**PROMPT**
Take the entries below and print all of them exactly, please.

**SUPPLIED RECORDS**

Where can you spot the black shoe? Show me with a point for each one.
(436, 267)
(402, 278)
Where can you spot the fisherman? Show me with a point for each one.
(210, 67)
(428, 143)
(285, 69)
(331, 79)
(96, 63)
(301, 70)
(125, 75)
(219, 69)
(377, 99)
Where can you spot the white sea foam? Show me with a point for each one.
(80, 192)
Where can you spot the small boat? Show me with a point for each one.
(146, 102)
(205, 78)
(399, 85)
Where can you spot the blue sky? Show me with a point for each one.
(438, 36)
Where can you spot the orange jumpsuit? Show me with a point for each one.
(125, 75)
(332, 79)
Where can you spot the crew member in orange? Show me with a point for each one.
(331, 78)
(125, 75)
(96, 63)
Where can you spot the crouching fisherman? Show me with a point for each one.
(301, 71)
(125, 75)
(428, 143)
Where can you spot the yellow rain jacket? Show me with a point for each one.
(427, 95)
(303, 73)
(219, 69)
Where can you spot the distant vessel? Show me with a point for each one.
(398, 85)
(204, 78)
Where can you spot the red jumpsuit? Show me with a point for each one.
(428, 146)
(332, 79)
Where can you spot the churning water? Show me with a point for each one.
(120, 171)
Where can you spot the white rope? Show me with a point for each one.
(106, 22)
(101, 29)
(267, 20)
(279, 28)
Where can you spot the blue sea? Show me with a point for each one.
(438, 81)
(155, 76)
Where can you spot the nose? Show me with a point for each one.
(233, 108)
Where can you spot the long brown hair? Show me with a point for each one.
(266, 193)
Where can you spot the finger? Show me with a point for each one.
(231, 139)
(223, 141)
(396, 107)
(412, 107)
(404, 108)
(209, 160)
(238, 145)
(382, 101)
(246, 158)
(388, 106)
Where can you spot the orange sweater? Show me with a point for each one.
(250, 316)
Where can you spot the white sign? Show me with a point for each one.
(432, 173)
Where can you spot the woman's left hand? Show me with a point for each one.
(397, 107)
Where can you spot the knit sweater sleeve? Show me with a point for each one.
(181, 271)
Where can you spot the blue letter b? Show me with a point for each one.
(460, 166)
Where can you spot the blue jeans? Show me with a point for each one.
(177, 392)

**SOLUTION BELOW**
Where can you spot the black shoe? Show me with a point for each one.
(436, 267)
(402, 278)
Where can you spot the fisherman? Show me with a point for each one.
(210, 67)
(428, 143)
(285, 69)
(331, 79)
(96, 63)
(301, 70)
(125, 75)
(219, 69)
(377, 99)
Where can you spot the white sea foam? Show me with a point for each one.
(80, 192)
Where can you spot the small boat? Show me with a point for each one.
(146, 102)
(205, 78)
(399, 85)
Where can you spot the blue sky? Show me with a point for each one.
(438, 36)
Where can you spot the orange jumpsuit? Show me with a point for each one.
(125, 75)
(332, 79)
Where can you spot the crew member in orange? Show me with a point for each one.
(331, 78)
(125, 75)
(96, 63)
Where can you spot the crouching fisherman? Show me with a point for each one.
(301, 71)
(125, 75)
(428, 143)
Where can you spot the yellow rain jacket? Show me with a point for each one.
(427, 95)
(303, 73)
(219, 69)
Where can you spot the distant vessel? Show me with a point for each one.
(398, 85)
(204, 78)
Where can you spot the red jumpsuit? Show me with a point for each one.
(428, 146)
(332, 79)
Where can you spot the churning water? Show me with a point for each one.
(120, 171)
Where can you spot the white rope? Show me with a point for each one.
(106, 22)
(101, 29)
(267, 20)
(279, 28)
Where can you spot the blue sea? Show me with a point for each one.
(438, 81)
(155, 76)
Where can you spot the nose? Show me with a point for each one.
(233, 108)
Where can you spot the long brown hair? Show me with a point for each one.
(266, 193)
Where can you spot the finger? Show me with a point for each one.
(231, 139)
(223, 141)
(396, 107)
(412, 107)
(404, 108)
(209, 160)
(238, 145)
(382, 101)
(246, 158)
(388, 106)
Where can you spot the orange sweater? Show me with a point for each one.
(250, 316)
Where can you spot the white sign? Show me with a point for each one.
(432, 173)
Where can you spot the woman's left hand? Show me with a point for each one.
(397, 107)
Where can you spot the knit sweater sleeve? Show me with a point for each one.
(181, 271)
Where can you spot the blue letter b? Show me with a point for each one.
(460, 166)
Where can you spot the blue jeans? Show me with a point for each one.
(177, 392)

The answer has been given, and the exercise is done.